╔══
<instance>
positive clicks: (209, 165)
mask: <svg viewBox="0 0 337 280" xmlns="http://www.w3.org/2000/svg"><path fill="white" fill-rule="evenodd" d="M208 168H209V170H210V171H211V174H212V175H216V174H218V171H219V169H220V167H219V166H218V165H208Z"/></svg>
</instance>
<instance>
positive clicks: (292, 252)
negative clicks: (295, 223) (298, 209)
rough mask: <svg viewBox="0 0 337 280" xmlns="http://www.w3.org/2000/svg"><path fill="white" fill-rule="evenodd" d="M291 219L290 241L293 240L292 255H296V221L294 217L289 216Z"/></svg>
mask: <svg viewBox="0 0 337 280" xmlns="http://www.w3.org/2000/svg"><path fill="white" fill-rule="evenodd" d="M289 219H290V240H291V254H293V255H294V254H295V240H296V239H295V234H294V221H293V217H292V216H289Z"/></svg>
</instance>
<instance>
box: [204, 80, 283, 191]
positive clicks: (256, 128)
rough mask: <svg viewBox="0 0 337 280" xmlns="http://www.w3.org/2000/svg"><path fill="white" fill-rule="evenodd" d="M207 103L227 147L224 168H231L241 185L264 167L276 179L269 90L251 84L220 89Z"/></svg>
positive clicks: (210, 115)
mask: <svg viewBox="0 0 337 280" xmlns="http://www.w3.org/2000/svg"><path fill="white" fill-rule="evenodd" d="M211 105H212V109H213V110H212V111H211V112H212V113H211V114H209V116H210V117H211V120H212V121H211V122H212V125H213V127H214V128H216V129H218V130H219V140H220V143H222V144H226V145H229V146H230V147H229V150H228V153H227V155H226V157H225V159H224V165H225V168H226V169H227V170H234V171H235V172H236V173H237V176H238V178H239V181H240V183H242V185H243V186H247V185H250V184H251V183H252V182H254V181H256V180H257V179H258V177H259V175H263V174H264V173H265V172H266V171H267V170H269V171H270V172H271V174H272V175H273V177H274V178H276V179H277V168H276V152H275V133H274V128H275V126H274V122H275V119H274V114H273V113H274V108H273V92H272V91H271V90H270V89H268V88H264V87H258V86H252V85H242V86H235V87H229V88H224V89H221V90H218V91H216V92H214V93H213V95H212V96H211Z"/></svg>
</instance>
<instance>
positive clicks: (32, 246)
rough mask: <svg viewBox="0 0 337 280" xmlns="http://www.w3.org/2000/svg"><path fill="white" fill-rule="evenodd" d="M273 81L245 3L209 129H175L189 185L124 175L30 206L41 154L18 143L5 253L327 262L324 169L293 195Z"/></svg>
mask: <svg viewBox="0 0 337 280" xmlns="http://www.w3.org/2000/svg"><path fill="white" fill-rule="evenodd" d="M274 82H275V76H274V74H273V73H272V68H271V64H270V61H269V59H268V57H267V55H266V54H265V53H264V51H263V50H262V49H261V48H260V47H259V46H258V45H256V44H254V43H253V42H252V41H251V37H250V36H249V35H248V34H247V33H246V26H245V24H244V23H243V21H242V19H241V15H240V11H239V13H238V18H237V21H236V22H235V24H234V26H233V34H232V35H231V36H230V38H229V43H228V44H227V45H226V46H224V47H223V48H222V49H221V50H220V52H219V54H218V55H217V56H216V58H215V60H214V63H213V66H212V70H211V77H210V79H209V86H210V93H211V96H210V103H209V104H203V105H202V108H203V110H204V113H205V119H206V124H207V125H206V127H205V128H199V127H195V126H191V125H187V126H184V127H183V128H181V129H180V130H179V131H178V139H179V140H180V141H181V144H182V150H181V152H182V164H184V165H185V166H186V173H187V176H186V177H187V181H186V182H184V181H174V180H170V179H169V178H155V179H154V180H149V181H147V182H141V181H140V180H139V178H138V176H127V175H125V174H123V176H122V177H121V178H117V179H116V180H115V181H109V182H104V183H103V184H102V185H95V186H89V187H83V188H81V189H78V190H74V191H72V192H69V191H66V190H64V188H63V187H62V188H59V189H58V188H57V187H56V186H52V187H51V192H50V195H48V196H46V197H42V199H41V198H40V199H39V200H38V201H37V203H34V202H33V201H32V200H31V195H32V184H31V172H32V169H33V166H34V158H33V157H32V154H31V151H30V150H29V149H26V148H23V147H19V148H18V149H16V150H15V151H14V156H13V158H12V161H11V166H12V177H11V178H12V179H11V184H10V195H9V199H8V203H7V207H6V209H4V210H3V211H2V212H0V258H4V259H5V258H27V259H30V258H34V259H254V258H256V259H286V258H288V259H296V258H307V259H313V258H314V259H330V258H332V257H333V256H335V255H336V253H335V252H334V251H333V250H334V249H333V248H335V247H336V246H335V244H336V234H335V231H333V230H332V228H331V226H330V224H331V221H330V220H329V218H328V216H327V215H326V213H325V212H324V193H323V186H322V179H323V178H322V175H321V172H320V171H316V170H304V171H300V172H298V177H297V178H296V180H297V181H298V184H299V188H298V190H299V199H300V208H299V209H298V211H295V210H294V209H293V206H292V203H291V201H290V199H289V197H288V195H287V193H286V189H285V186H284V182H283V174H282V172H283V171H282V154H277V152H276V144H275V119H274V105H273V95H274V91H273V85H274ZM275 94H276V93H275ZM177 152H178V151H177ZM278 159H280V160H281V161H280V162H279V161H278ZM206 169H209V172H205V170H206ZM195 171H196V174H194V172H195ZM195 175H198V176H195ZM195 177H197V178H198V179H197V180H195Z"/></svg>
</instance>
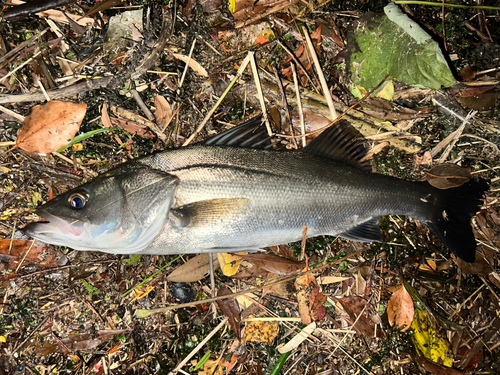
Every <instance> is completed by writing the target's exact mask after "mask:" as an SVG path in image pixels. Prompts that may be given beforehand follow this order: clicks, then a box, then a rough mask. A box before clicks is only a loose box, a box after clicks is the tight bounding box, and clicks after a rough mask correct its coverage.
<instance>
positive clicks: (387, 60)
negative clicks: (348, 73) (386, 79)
mask: <svg viewBox="0 0 500 375" xmlns="http://www.w3.org/2000/svg"><path fill="white" fill-rule="evenodd" d="M384 11H385V14H383V15H382V14H373V13H370V14H367V15H366V17H363V18H362V19H360V20H359V21H358V24H357V26H356V27H355V29H354V31H353V32H352V33H350V35H349V49H348V61H349V69H350V72H351V79H352V81H353V82H354V83H356V84H357V85H360V86H362V87H364V88H365V89H366V90H371V89H373V88H374V87H376V86H377V85H378V84H379V83H380V82H381V81H382V79H383V78H384V77H385V76H386V75H387V74H389V75H390V78H394V79H397V80H398V81H401V82H404V83H406V84H408V85H413V86H418V87H427V88H430V89H439V88H440V87H441V86H445V87H449V86H451V85H453V84H454V83H455V82H456V80H455V78H454V77H453V74H452V73H451V71H450V68H449V67H448V64H447V62H446V59H445V57H444V56H443V53H442V51H441V49H440V47H439V45H438V43H437V42H436V41H434V40H433V39H432V38H431V37H430V35H429V34H427V33H426V32H425V30H423V29H422V28H421V27H420V26H419V25H418V24H417V23H416V22H415V21H413V20H411V19H410V18H409V17H408V16H407V15H406V14H404V13H403V12H402V11H401V10H400V9H399V7H398V6H397V5H396V4H394V3H389V4H388V5H387V6H386V7H385V8H384Z"/></svg>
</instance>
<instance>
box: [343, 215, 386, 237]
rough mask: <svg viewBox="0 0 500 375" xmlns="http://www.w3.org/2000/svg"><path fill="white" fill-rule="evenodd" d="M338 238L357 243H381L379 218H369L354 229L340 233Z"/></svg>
mask: <svg viewBox="0 0 500 375" xmlns="http://www.w3.org/2000/svg"><path fill="white" fill-rule="evenodd" d="M338 236H339V237H342V238H345V239H346V240H352V241H359V242H371V241H381V240H382V235H381V233H380V217H374V218H371V219H370V220H368V221H365V222H364V223H362V224H360V225H358V226H356V227H354V228H351V229H349V230H347V231H345V232H342V233H340V234H339V235H338Z"/></svg>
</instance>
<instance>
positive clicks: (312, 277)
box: [295, 275, 326, 325]
mask: <svg viewBox="0 0 500 375" xmlns="http://www.w3.org/2000/svg"><path fill="white" fill-rule="evenodd" d="M295 288H296V289H297V301H298V303H299V314H300V319H301V321H302V324H305V325H308V324H311V323H312V322H313V321H320V320H321V319H323V318H324V317H325V315H326V308H325V306H324V303H325V301H326V296H325V295H324V294H323V293H321V292H320V291H319V285H318V283H317V281H316V278H315V277H314V276H312V275H303V276H301V277H299V278H297V280H295Z"/></svg>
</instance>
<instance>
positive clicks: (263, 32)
mask: <svg viewBox="0 0 500 375" xmlns="http://www.w3.org/2000/svg"><path fill="white" fill-rule="evenodd" d="M274 39H276V36H275V35H274V32H273V31H272V30H263V31H262V32H261V33H260V34H259V36H258V37H257V39H255V42H254V43H255V44H266V43H269V42H270V41H272V40H274Z"/></svg>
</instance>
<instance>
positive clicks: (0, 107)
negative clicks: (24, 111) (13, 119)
mask: <svg viewBox="0 0 500 375" xmlns="http://www.w3.org/2000/svg"><path fill="white" fill-rule="evenodd" d="M0 111H2V112H3V113H6V114H8V115H9V116H12V117H14V118H16V119H18V120H19V121H21V122H23V121H24V116H23V115H20V114H19V113H16V112H14V111H11V110H10V109H7V108H5V107H4V106H1V105H0Z"/></svg>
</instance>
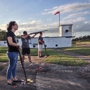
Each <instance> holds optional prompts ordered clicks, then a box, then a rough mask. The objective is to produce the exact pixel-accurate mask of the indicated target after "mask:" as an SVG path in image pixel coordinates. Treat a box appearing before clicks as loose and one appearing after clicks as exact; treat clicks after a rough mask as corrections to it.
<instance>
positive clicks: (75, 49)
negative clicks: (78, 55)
mask: <svg viewBox="0 0 90 90" xmlns="http://www.w3.org/2000/svg"><path fill="white" fill-rule="evenodd" d="M61 49H63V50H66V51H71V52H75V53H79V54H82V55H89V56H90V42H76V44H73V46H72V47H70V48H61Z"/></svg>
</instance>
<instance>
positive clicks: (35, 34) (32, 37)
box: [30, 33, 38, 38]
mask: <svg viewBox="0 0 90 90" xmlns="http://www.w3.org/2000/svg"><path fill="white" fill-rule="evenodd" d="M37 34H38V33H35V34H34V35H33V36H30V37H31V38H34V37H35V36H36V35H37Z"/></svg>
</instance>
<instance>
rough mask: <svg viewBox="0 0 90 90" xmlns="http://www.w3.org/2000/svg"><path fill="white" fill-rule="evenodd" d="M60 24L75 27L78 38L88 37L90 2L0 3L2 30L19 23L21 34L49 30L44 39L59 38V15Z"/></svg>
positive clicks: (0, 0) (85, 1) (74, 32)
mask: <svg viewBox="0 0 90 90" xmlns="http://www.w3.org/2000/svg"><path fill="white" fill-rule="evenodd" d="M57 11H60V23H61V24H73V32H74V33H76V36H77V37H78V36H83V35H89V32H90V0H0V29H2V30H6V25H7V24H8V22H9V21H12V20H14V21H16V22H17V23H18V25H19V29H18V31H17V32H16V34H22V32H23V31H24V30H26V31H28V33H30V32H33V31H39V30H45V29H48V32H47V33H45V34H44V35H45V36H58V15H54V13H55V12H57Z"/></svg>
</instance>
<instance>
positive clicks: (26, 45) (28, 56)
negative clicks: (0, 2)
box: [21, 31, 37, 63]
mask: <svg viewBox="0 0 90 90" xmlns="http://www.w3.org/2000/svg"><path fill="white" fill-rule="evenodd" d="M36 35H37V34H35V35H33V36H32V37H31V36H30V34H27V31H24V32H23V35H22V36H21V40H22V59H23V62H24V58H25V55H26V54H27V55H28V59H29V62H30V63H31V55H30V47H29V40H30V39H31V38H34V37H35V36H36Z"/></svg>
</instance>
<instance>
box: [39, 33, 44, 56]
mask: <svg viewBox="0 0 90 90" xmlns="http://www.w3.org/2000/svg"><path fill="white" fill-rule="evenodd" d="M42 35H43V33H42V32H40V36H39V38H38V56H39V57H42V48H43V44H44V41H43V37H42Z"/></svg>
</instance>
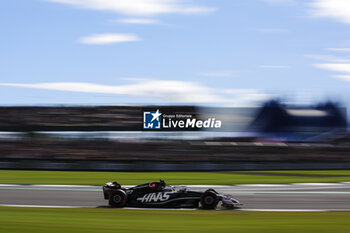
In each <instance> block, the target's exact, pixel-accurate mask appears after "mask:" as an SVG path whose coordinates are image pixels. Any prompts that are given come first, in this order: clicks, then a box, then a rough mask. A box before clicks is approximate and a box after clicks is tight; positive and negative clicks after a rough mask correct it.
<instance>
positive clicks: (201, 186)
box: [0, 182, 350, 188]
mask: <svg viewBox="0 0 350 233" xmlns="http://www.w3.org/2000/svg"><path fill="white" fill-rule="evenodd" d="M349 184H350V182H336V183H291V184H238V185H174V186H187V187H190V188H232V187H272V188H273V187H277V188H278V187H291V186H333V185H349ZM18 186H28V187H54V188H97V187H101V186H102V185H54V184H0V187H18ZM133 186H136V185H123V187H125V188H129V187H133Z"/></svg>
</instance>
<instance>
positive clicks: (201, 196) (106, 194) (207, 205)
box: [103, 180, 242, 209]
mask: <svg viewBox="0 0 350 233" xmlns="http://www.w3.org/2000/svg"><path fill="white" fill-rule="evenodd" d="M103 194H104V199H105V200H109V205H110V206H111V207H114V208H121V207H125V206H127V207H143V208H147V207H148V208H149V207H152V208H198V207H199V204H200V205H201V207H202V208H203V209H215V207H216V206H217V204H218V203H219V202H221V203H222V206H223V207H226V208H235V207H239V206H241V205H242V204H241V203H239V201H237V200H235V199H233V198H232V196H230V195H224V194H219V193H218V192H216V191H215V190H214V189H208V190H206V191H205V192H198V191H191V190H190V189H189V188H188V187H186V186H166V184H165V182H164V181H163V180H160V181H159V182H151V183H147V184H141V185H137V186H135V187H132V188H128V189H127V188H122V187H121V185H120V184H118V183H117V182H109V183H106V185H105V186H103Z"/></svg>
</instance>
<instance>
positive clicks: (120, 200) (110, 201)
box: [109, 189, 127, 208]
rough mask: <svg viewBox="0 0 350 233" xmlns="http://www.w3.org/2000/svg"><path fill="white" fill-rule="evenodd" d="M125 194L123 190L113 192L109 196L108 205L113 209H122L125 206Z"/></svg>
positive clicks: (113, 191) (125, 197) (124, 192)
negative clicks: (109, 205)
mask: <svg viewBox="0 0 350 233" xmlns="http://www.w3.org/2000/svg"><path fill="white" fill-rule="evenodd" d="M126 199H127V196H126V193H125V192H124V191H123V190H120V189H119V190H116V191H113V192H112V193H111V194H110V195H109V205H110V206H111V207H113V208H122V207H124V206H125V204H126Z"/></svg>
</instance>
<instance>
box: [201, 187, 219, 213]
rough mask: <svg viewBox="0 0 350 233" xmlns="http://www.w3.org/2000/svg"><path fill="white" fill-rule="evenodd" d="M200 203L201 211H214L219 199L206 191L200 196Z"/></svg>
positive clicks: (209, 192)
mask: <svg viewBox="0 0 350 233" xmlns="http://www.w3.org/2000/svg"><path fill="white" fill-rule="evenodd" d="M200 202H201V206H202V208H203V209H215V207H216V206H217V204H218V202H219V198H218V197H217V195H216V193H214V192H213V191H206V192H205V193H203V195H202V196H201V201H200Z"/></svg>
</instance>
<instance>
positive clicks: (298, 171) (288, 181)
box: [0, 170, 350, 185]
mask: <svg viewBox="0 0 350 233" xmlns="http://www.w3.org/2000/svg"><path fill="white" fill-rule="evenodd" d="M265 172H266V171H265ZM277 172H281V171H277ZM284 172H285V173H293V172H295V173H310V174H311V173H313V174H337V175H344V177H299V176H278V175H276V176H266V175H240V174H229V173H214V172H77V171H23V170H0V184H81V185H84V184H86V185H102V184H104V183H105V182H107V181H114V180H117V181H118V182H119V183H121V184H124V185H125V184H140V183H144V182H149V181H156V180H159V179H165V181H166V182H167V183H168V184H172V185H176V184H212V185H215V184H222V185H233V184H284V183H313V182H346V181H350V177H346V175H350V171H348V170H346V171H284Z"/></svg>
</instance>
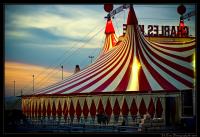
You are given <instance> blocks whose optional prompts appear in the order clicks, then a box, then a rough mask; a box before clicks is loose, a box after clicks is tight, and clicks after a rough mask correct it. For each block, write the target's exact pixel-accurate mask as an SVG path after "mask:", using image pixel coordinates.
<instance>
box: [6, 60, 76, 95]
mask: <svg viewBox="0 0 200 137" xmlns="http://www.w3.org/2000/svg"><path fill="white" fill-rule="evenodd" d="M41 72H43V73H41ZM49 72H52V73H53V75H50V77H47V74H48V73H49ZM33 74H34V75H35V89H39V88H42V87H46V86H48V85H51V84H53V83H55V82H58V81H60V80H61V73H60V69H55V70H53V69H47V68H45V67H41V66H36V65H31V64H24V63H19V62H5V79H4V81H5V95H6V96H8V95H13V90H14V80H15V81H16V95H20V93H21V89H22V90H23V93H24V94H31V93H32V83H33V77H32V75H33ZM71 74H72V73H69V72H67V71H64V72H63V75H64V76H65V77H68V76H69V75H71Z"/></svg>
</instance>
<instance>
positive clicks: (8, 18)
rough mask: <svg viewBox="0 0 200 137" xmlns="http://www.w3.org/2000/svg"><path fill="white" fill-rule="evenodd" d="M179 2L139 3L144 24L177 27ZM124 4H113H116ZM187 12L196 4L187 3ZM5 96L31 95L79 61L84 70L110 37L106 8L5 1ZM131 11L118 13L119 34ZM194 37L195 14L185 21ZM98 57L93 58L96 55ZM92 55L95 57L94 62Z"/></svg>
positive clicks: (73, 67)
mask: <svg viewBox="0 0 200 137" xmlns="http://www.w3.org/2000/svg"><path fill="white" fill-rule="evenodd" d="M178 5H179V4H177V5H174V4H173V5H135V6H134V8H135V12H136V16H137V17H138V21H139V24H141V25H145V26H147V25H160V26H162V25H169V26H173V25H174V26H178V25H179V18H180V15H179V14H178V13H177V7H178ZM118 6H119V5H114V8H117V7H118ZM185 6H186V8H187V11H186V13H187V12H190V11H193V10H195V5H185ZM4 10H5V12H4V13H5V14H4V15H5V16H4V19H5V45H4V46H5V48H4V50H5V51H4V53H5V95H6V96H10V95H13V88H14V82H13V81H14V80H15V81H16V95H20V92H21V89H22V90H23V93H24V94H32V92H33V91H32V79H33V77H32V75H33V74H34V75H35V89H36V90H37V89H40V88H42V87H45V86H47V85H50V84H52V83H55V82H58V81H60V80H61V78H62V77H61V67H60V66H61V65H63V66H64V78H66V77H68V76H69V75H71V74H73V72H74V68H75V65H77V64H79V65H80V68H81V69H83V68H85V67H87V66H88V65H89V64H90V59H89V58H88V56H91V55H92V56H94V57H95V58H96V57H97V56H98V54H99V52H100V50H101V48H102V47H103V42H104V38H105V34H104V31H105V24H106V19H105V18H104V17H105V16H106V14H107V13H106V12H105V11H104V8H103V5H13V4H12V5H5V7H4ZM127 12H128V10H126V11H123V12H121V13H119V14H117V15H116V16H115V18H114V19H113V24H114V27H115V31H116V34H117V36H120V35H121V34H122V31H123V29H122V24H124V23H126V18H127ZM185 24H186V25H187V26H188V27H189V29H190V35H193V36H194V35H195V17H194V16H193V17H191V18H190V20H189V21H188V20H185ZM95 58H94V59H95ZM94 59H93V61H94Z"/></svg>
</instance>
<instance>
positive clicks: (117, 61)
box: [55, 50, 127, 94]
mask: <svg viewBox="0 0 200 137" xmlns="http://www.w3.org/2000/svg"><path fill="white" fill-rule="evenodd" d="M124 52H126V50H124V51H123V53H122V54H121V55H120V57H118V58H117V60H116V61H115V62H114V63H113V64H107V65H106V66H105V67H103V68H106V67H107V66H109V67H108V68H107V69H106V70H104V71H103V72H101V73H100V74H98V75H97V76H95V77H93V78H91V79H90V80H88V81H86V82H84V83H82V84H81V85H79V86H76V87H74V88H73V89H71V90H68V91H65V92H63V93H62V94H66V93H72V92H74V91H76V90H78V89H80V88H82V87H83V86H85V85H87V84H89V83H90V82H92V81H94V80H96V79H97V78H99V77H100V76H102V75H103V74H104V73H105V72H107V71H109V70H110V69H111V68H112V67H113V66H114V65H115V64H116V63H117V62H118V61H119V60H120V58H121V57H122V55H123V54H124ZM126 54H127V53H126ZM120 64H121V62H120ZM103 68H101V69H99V70H98V72H99V71H101V70H102V69H103ZM109 75H111V74H109ZM89 76H90V75H88V76H86V78H88V77H89ZM107 77H108V75H107ZM104 79H105V77H104ZM79 81H80V80H79ZM79 81H78V82H79ZM75 83H77V82H75ZM97 83H99V82H97ZM97 83H96V84H97ZM73 84H74V83H73ZM70 85H71V84H70ZM66 87H68V86H64V87H62V88H60V90H62V89H65V88H66ZM96 87H97V86H96ZM91 88H94V86H91ZM91 88H90V89H88V90H87V91H85V92H91V91H90V90H91ZM55 92H57V91H55Z"/></svg>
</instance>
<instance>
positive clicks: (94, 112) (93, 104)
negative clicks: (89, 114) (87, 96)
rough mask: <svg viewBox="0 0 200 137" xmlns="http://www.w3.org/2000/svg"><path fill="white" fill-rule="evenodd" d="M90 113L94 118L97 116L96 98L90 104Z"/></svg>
mask: <svg viewBox="0 0 200 137" xmlns="http://www.w3.org/2000/svg"><path fill="white" fill-rule="evenodd" d="M90 115H91V116H92V117H93V118H94V117H95V116H96V106H95V103H94V100H92V103H91V106H90Z"/></svg>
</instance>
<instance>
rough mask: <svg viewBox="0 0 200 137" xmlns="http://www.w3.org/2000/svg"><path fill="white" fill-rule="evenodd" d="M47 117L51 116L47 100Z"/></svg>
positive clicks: (50, 109) (49, 104) (48, 103)
mask: <svg viewBox="0 0 200 137" xmlns="http://www.w3.org/2000/svg"><path fill="white" fill-rule="evenodd" d="M47 117H48V118H50V117H51V106H50V102H49V101H48V105H47Z"/></svg>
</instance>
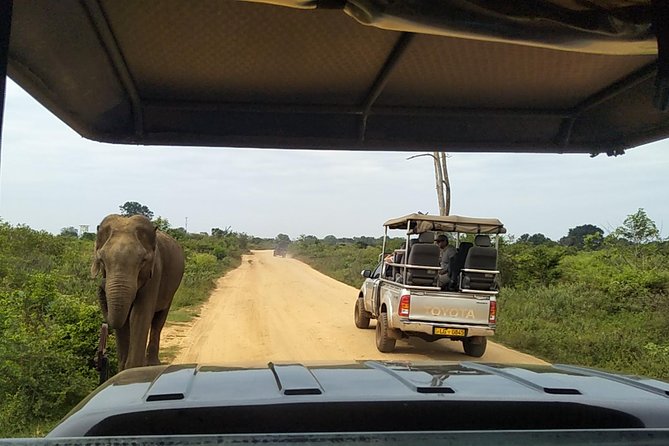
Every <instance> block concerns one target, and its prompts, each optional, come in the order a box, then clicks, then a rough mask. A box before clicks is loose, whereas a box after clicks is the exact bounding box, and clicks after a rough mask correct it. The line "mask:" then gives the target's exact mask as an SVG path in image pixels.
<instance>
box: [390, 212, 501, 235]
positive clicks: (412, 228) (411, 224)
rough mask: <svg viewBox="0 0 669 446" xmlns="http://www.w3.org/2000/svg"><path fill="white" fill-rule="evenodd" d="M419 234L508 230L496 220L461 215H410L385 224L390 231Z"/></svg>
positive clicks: (399, 217)
mask: <svg viewBox="0 0 669 446" xmlns="http://www.w3.org/2000/svg"><path fill="white" fill-rule="evenodd" d="M409 223H411V226H410V230H411V232H413V233H416V234H419V233H421V232H427V231H442V232H462V233H465V234H504V233H505V232H506V229H505V228H504V225H503V224H502V222H501V221H499V220H497V219H496V218H474V217H462V216H459V215H445V216H440V215H424V214H409V215H405V216H403V217H398V218H393V219H391V220H388V221H387V222H385V223H384V224H383V226H386V227H388V229H406V228H407V225H408V224H409Z"/></svg>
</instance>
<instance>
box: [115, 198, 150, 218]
mask: <svg viewBox="0 0 669 446" xmlns="http://www.w3.org/2000/svg"><path fill="white" fill-rule="evenodd" d="M119 209H120V210H121V215H124V216H126V217H130V216H131V215H143V216H145V217H146V218H148V219H149V220H151V219H152V218H153V212H152V211H151V209H149V208H148V207H146V206H144V205H143V204H140V203H137V202H136V201H126V202H125V203H124V204H123V205H121V206H119Z"/></svg>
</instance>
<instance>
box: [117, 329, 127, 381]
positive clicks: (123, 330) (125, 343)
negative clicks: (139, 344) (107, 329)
mask: <svg viewBox="0 0 669 446" xmlns="http://www.w3.org/2000/svg"><path fill="white" fill-rule="evenodd" d="M129 344H130V326H129V325H128V324H127V323H126V324H125V325H124V326H123V327H122V328H119V329H117V330H116V353H117V355H118V371H119V372H120V371H121V370H125V368H126V367H125V365H126V362H127V361H128V346H129Z"/></svg>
╚══
> _Your goal_:
Only lines holding the string "then" are wanted; gather each one from the entries above.

> _Your solution_:
Every <instance> is completed by writing the target's exact mask after "mask:" as an SVG path in image pixels. Prompts that may be given beforehand follow this order: clicks, then a box, then a rough mask. A box before clicks is only a loose box, a box after clicks is the tight bounding box, and clicks after a rough mask correct its coverage.
Each <instance> holds optional prompts ordered clicks, then a box, then a rough mask. The objective is to produce the exact pixel-accurate mask of the indicated target after "mask:" as an SVG path in image pixel coordinates. Treat a box appearing before clicks as loose and one appearing after clicks as exact; treat clicks after a rough mask as corrections to it.
In each <instance> block, the target's exact, pixel-accurate mask appears after "mask:" as an SVG path whose coordinates are image pixels. Any prompts that are given come first, in this order: clicks, then a box, then a rough mask. A box before clicks is approximate and a box after clicks is tight; positive and negative clicks after a rough mask correct it.
You are given <instance> blocks whose optional prompts appear in the order clicks, then a box, then a rough mask; a box before clicks is loose, a box after clicks is tight, and clicks after a rough mask correct it. For each block, write the target's exact pixel-accurate mask as an SVG path after "mask:", using image pixel coordinates.
Every <instance> block concerns one target, and its prompts, each optional, come in the order a box, then clicks, then a rough mask. A box before clicks is loose, whereas a box after clicks is the exact bounding box, and clicks after a rough mask correct it. The line "mask:" then gives the target's exact mask as an SVG path in image pixels.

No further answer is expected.